Stored entries:
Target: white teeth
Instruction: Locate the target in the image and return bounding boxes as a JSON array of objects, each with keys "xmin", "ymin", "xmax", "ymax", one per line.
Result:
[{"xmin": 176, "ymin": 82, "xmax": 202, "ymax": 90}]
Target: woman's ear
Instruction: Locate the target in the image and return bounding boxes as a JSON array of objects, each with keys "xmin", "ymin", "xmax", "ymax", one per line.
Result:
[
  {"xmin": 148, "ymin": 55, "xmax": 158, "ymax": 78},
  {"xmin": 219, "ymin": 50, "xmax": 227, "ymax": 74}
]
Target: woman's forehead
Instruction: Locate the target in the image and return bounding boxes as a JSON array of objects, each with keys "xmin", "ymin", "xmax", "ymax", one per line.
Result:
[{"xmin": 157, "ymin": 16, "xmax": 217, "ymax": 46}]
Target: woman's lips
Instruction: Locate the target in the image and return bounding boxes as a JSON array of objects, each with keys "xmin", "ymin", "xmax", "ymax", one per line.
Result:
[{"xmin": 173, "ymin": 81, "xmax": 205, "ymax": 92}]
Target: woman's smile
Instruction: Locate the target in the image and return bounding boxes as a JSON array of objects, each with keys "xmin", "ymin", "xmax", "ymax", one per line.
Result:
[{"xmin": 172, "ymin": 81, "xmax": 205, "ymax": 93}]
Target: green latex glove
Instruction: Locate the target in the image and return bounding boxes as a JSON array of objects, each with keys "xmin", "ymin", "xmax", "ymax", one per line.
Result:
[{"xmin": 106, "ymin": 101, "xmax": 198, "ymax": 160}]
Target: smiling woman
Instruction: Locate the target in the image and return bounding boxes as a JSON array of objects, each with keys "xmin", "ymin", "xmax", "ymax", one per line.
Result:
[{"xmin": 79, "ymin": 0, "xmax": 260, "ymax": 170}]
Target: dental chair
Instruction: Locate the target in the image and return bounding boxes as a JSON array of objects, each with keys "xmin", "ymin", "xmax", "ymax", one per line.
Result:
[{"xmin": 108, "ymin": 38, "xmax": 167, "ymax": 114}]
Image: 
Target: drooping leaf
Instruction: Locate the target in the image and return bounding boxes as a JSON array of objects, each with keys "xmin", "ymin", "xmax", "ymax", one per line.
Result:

...

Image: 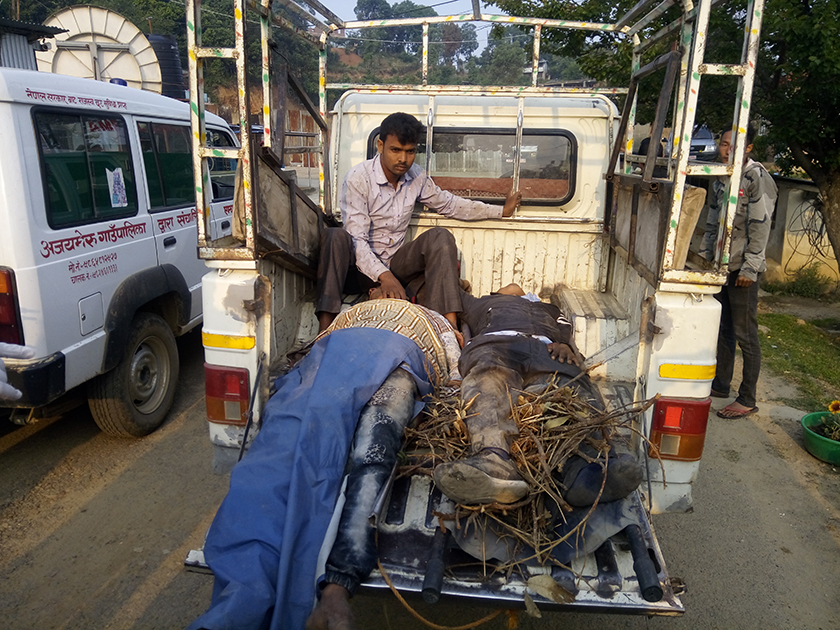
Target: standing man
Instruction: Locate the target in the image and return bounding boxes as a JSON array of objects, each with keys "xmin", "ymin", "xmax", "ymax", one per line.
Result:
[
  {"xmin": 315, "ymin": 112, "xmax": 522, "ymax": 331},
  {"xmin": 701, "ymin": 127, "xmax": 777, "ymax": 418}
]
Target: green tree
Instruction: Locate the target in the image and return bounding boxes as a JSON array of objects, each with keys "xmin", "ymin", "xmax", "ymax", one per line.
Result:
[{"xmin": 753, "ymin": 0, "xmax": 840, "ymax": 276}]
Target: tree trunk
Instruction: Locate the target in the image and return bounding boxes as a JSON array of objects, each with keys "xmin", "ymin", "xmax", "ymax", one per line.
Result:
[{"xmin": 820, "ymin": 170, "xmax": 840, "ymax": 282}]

# EXERCISE BRIEF
Please extract every line from the rows above that contains the string "tree", treating uppercase and lowercase as distinct.

# IN RESPONSE
Target: green tree
Target: tree trunk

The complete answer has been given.